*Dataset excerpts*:
######
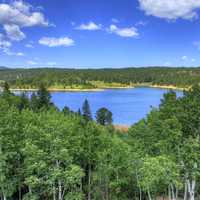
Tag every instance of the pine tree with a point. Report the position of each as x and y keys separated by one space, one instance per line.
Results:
x=43 y=97
x=104 y=116
x=86 y=111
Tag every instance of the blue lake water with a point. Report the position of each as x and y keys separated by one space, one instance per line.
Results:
x=127 y=105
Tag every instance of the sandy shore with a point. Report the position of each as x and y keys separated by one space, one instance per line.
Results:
x=105 y=88
x=172 y=87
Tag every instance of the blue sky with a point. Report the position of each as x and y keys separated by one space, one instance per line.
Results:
x=99 y=33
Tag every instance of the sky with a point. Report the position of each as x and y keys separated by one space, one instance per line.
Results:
x=99 y=33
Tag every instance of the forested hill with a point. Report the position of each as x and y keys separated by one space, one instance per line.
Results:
x=99 y=78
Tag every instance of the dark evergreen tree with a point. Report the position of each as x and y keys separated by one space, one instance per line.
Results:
x=34 y=102
x=66 y=110
x=43 y=98
x=24 y=102
x=86 y=111
x=104 y=116
x=79 y=112
x=6 y=90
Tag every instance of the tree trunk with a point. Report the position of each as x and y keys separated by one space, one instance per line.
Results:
x=172 y=192
x=149 y=194
x=89 y=182
x=20 y=193
x=59 y=183
x=169 y=193
x=191 y=189
x=185 y=191
x=54 y=192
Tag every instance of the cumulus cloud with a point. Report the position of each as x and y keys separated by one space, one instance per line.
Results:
x=171 y=9
x=114 y=20
x=29 y=46
x=21 y=14
x=11 y=53
x=187 y=59
x=56 y=42
x=13 y=17
x=184 y=58
x=4 y=44
x=91 y=26
x=31 y=62
x=14 y=33
x=197 y=44
x=123 y=32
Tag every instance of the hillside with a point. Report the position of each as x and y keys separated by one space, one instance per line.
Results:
x=56 y=78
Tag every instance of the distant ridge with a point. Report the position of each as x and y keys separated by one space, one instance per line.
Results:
x=3 y=68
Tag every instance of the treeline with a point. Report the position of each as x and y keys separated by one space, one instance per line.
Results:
x=48 y=154
x=66 y=78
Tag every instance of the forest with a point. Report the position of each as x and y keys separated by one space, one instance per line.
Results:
x=46 y=153
x=56 y=78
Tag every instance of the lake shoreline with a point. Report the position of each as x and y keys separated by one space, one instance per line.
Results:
x=170 y=87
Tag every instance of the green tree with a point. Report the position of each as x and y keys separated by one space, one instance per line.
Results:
x=104 y=116
x=43 y=98
x=86 y=111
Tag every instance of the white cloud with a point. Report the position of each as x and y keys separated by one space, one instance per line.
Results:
x=14 y=33
x=141 y=23
x=31 y=62
x=11 y=53
x=13 y=17
x=91 y=26
x=114 y=20
x=171 y=9
x=124 y=32
x=187 y=59
x=4 y=44
x=55 y=42
x=184 y=58
x=197 y=44
x=29 y=46
x=51 y=63
x=21 y=14
x=167 y=64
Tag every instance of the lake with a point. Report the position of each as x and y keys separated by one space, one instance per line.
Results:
x=127 y=105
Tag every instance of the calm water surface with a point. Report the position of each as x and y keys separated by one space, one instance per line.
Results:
x=127 y=105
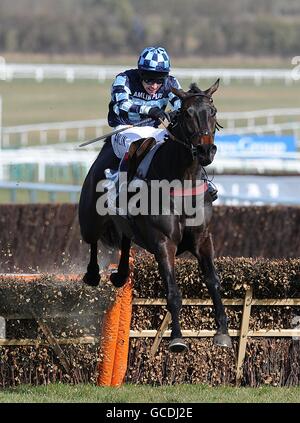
######
*TASK GOAL*: Print the records above verbatim, pictures excluded.

*ANSWER BELOW*:
Tag every instance of the pine tree with a point. Report the position of each as x and y keys separated by one space, one instance per line.
Results:
x=43 y=97
x=104 y=116
x=86 y=111
Tag every instance of the blue lake water with a point. Report the position of each as x and y keys separated by one space, one instance per line.
Results:
x=127 y=105
Tag every instance of the sandy shore with a point. Report the position of each as x and y keys separated by one space, one instance per line.
Results:
x=105 y=88
x=172 y=87
Tag every instance of the blue sky with a point. Report the position of each as x and y keys separated by one space, one instance per line.
Results:
x=99 y=33
Tag every instance of the sky with a point. Report the position of each as x and y keys separated by one space, one instance per line.
Results:
x=99 y=33
Tag every instance of the forested hill with a point. Report the position of each as x and y keys separated by one space, one instance per line.
Results:
x=99 y=78
Tag every instance of the dark evergreen tree with a point. Report the position of each as x and y keys separated by one space, one instance per line.
Results:
x=34 y=102
x=66 y=110
x=43 y=98
x=24 y=102
x=86 y=111
x=104 y=116
x=79 y=112
x=6 y=90
Tag every instance of the tree trunk with a point. Report the position of each as x and y keys separated by one space, one instance per line.
Results:
x=172 y=192
x=149 y=194
x=89 y=182
x=20 y=193
x=59 y=183
x=169 y=193
x=191 y=189
x=185 y=191
x=54 y=192
Tag every instance of the cumulus cloud with a point. Report the position of each as x and y keys separated by one space, one instance per line.
Results:
x=171 y=9
x=114 y=20
x=29 y=46
x=21 y=14
x=11 y=53
x=187 y=59
x=56 y=42
x=13 y=17
x=184 y=58
x=4 y=44
x=91 y=26
x=31 y=62
x=14 y=33
x=197 y=44
x=123 y=32
Tag every instance of the hillside with a point. Report the position of each as x and y keys separated by one space, one instance per line.
Results:
x=56 y=78
Tag every instance of the distant ridge with a point. Report the position of each as x and y keys separated by one space, one instance per line.
Results:
x=3 y=68
Tag every instance of the treeline with a point. Report the position of each as x and y keys separated by one space, one instance per line.
Results:
x=48 y=154
x=66 y=78
Tag every instance of the forest with a point. Report the position of each as x and y keys separated by one space, one instance per line.
Results:
x=46 y=153
x=56 y=78
Tag every instance of the lake shoreline with a point. Report the position of each as x and y keys separated by one space, one instance per line.
Results:
x=170 y=87
Tag every instance of the green tree with a point. Report the position of each as x and y keys separated by one space, one instance per line.
Results:
x=104 y=116
x=43 y=98
x=86 y=111
Tag every instance of the white cloud with a point. Report the position of each as x and y keys separated by one space, one instance per line.
Results:
x=14 y=33
x=141 y=23
x=31 y=62
x=11 y=53
x=13 y=17
x=91 y=26
x=114 y=20
x=171 y=9
x=124 y=32
x=187 y=59
x=4 y=44
x=55 y=42
x=184 y=58
x=197 y=44
x=29 y=46
x=51 y=63
x=21 y=14
x=167 y=64
Tag every instance of the lake with a point. Report the position of each as x and y keys separated by one space, one instance per line.
Results:
x=127 y=105
Tag every instance of the calm water surface with a point. Report the position of each as x and y keys separated by one space, one instance per line.
Results:
x=127 y=105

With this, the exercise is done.